=== Text block ===
I’m not sure if global warming falls into that category

because global warming is a lot more gradual.

And people say it’s not an existential risk

because there’ll always be possibilities

of some humans existing, farming Antarctica

or northern Siberia or something of that sort, yeah.

But you don’t find the complete existential risks

as a fundamental, like an overriding part

of the equations of ethics, of what we should do.

You know, certainly if you treat it as an infinity,

then it plays havoc with any calculations.

But arguably, we shouldn’t.

I mean, one of the ethical assumptions that goes into this

is that the loss of future lives,

that is of merely possible lives of beings

who may never exist at all,

is in some way comparable to the sufferings or deaths

of people who do exist at some point.

And that’s not clear to me.

I think there’s a case for saying that,

but I also think there’s a case for taking the other view.

So that has some impact on it.

Of course, you might say, ah, yes,

but still, if there’s some uncertainty about this

and the costs of extinction are infinite,

then still, it’s gonna overwhelm everything else.

But I suppose I’m not convinced of that.

I’m not convinced that it’s really infinite here.

And even Nick Bostrom, in his discussion of this,

doesn’t claim that there’ll be

an infinite number of lives lived.

What is it, 10 to the 56th or something?

It’s a vast number that I think he calculates.

This is assuming we can upload consciousness

onto these digital forms,

and therefore, they’ll be much more energy efficient,

but he calculates the amount of energy in the universe

or something like that.

So the numbers are vast but not infinite,

which gives you some prospect maybe

of resisting some of the argument.

The beautiful thing with Nick’s arguments

is he quickly jumps from the individual scale

to the universal scale,

which is just awe inspiring to think of

when you think about the entirety

of the span of time of the universe.

It’s both interesting from a computer science perspective,

AI perspective, and from an ethical perspective,

the idea of utilitarianism.

Could you say what is utilitarianism?

Utilitarianism is the ethical view

that the right thing to do is the act

that has the greatest expected utility,

where what that means is it’s the act

that will produce the best consequences,

discounted by the odds that you won’t be able

to produce those consequences,

that something will go wrong.

But in simple case, let’s assume we have certainty

about what the consequences of our actions will be,

then the right action is the action

that will produce the best consequences.

Is that always, and by the way,

there’s a bunch of nuanced stuff

that you talk with Sam Harris on this podcast

on that people should go listen to.

It’s great.

That’s like two hours of moral philosophy discussion.

But is that an easy calculation?

No, it’s a difficult calculation.

And actually, there’s one thing that I need to add,

and that is utilitarians, certainly the classical

utilitarians, think that by best consequences,

we’re talking about happiness

and the absence of pain and suffering.

There are other consequentialists

who are not really utilitarians who say

there are different things that could be good consequences.

Justice, freedom, human dignity,

knowledge, they all count as good consequences too.

And that makes the calculations even more difficult

because then you need to know

how to balance these things off.

=== Material ===
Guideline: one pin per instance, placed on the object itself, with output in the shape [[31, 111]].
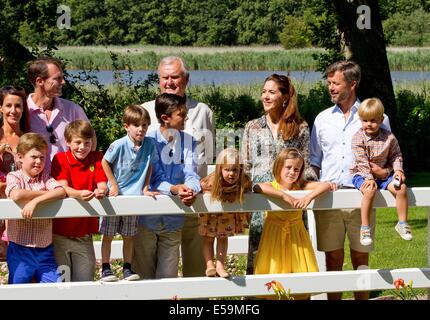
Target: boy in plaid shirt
[[374, 144]]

=== Written instruction A ===
In the transcript on existential risk and ethics, what do classical utilitarians mean by best consequences?
=== Written instruction B ===
Rewrite the transcript on existential risk and ethics starting at "then still, it’s" and ending at "56th or something?", with "convinced" changed to "persuaded".
=== Written instruction C ===
Carry on the transcript on existential risk and ethics from its last line.

=== Final result A ===
Happiness and the absence of pain and suffering.

=== Final result B ===
then still, it’s gonna overwhelm everything else.

But I suppose I’m not persuaded of that.

I’m not persuaded that it’s really infinite here.

And even Nick Bostrom, in his discussion of this,

doesn’t claim that there’ll be

an infinite number of lives lived.

What is it, 10 to the 56th or something?

=== Final result C ===
If you are just talking about wellbeing,

using that term to express happiness

and the absence of suffering,

I think the calculation becomes more manageable

in a philosophical sense.

It’s still in practice.

We don’t know how to do it.

We don’t know how to measure quantities

of happiness and misery.

We don’t know how to calculate the probabilities

that different actions will produce, this or that.

So at best, we can use it as a rough guide

to different actions and one where we have to focus

on the short term consequences

because we just can’t really predict

all of the longer term ramifications.

So what about the extreme suffering of very small groups?

Utilitarianism is focused on the overall aggregate, right?

Would you say you yourself are a utilitarian?

Yes, I’m a utilitarian.

What do you make of the difficult, ethical,

maybe poetic suffering of very few individuals?

I think it’s possible that that gets overridden

by benefits to very large numbers of individuals.

I think that can be the right answer.

But before we conclude that it is the right answer,

we have to know how severe the suffering is

and how that compares with the benefits.

So I tend to think that extreme suffering is worse than

or is further, if you like, below the neutral level

than extreme happiness or bliss is above it.

So when I think about the worst experiences possible

and the best experiences possible,

I don’t think of them as equidistant from neutral.

So like it’s a scale that goes from minus 100 through zero

as a neutral level to plus 100.

Because I know that I would not exchange an hour

of my most pleasurable experiences

for an hour of my most painful experiences,

even I wouldn’t have an hour

of my most painful experiences even for two hours

or 10 hours of my most painful experiences.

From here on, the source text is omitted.